*Teks Kutipan*
• • • •

Gerakan dari nsuku-suku pembangkang yang mengklaim bahwa Islam adalah agama
bangsa Arab semata. Mereka berusaha meraih kembali kemerdekaan.[11]
Melihat kondisi bangsa Arab dalam wilayah
kekuasaan Islam yang menolak terhadap kekhalifahan Abu Bakar,bahkan penolakan
terhadap Islam,maka orientasi politik yang dijalankannya pertama kali adalah melakukan
konsolidasi, mempersatukan masyarakat Arab dalam kekuasaannya dan dalam
keagamaan Islam serta tetap dalam menjalankan ajaran agama. Terhadap gerakan Riddah,kembali
ke ajaran nenek moyang mereka, Abu Bakar melancarkan operasi pembersihan
terhadap mereka dengan melakukan tekanan dan ajakan kembali ke jalan
Islam,namun ketika mereka menolak baru dilakukan peperangan. Begitu juga ketika
menghadapi orang yang tidak mau membayar zakat dan nabi-nabi palsu,tindakan Abu
Bakar adalah melakukan pembersihan,menumpas
serta memerangi mereka. Perang riddah melawan kemurtadan yang berjalan
alot berhasil dimenangkan oleh pemerintah Abu Bakar di bawah pimpinan Khalid
ibn Walid. Namun,di samping itu semua ,banyak dari penghafal Al Qur’an yang tewas
dalam perang tersebut. Melihat suasana ini Umar merasa cemas,dan mengusulkan
kepada Abu Bakar untuk membukukan Al Qur’an.Abu Bakar pada awalnya tidak
menyetujui usulan ini karena tidak ada otoritas dari Nabi untuk membukukan Al
Qur’an,namun kemudian ia setuju dan memberikan tugas tersebut kepada Zaid bin
Tsabit untuk menuliskannya.

• • • •

*Yang Ditanyakan*
Menurut teks kutipan tentang Abu Bakar, kepada siapa tugas menuliskan Al Qur’an diberikan? Mohon jawab hanya berdasarkan teks kutipan di atas.

*Kutipan Sumber*
• • • •

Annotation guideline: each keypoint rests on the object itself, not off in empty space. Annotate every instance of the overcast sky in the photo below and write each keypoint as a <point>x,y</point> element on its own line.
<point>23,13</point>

• • • •

*Jawaban Latihan*
Tugas itu diberikan kepada Zaid bin Tsabit.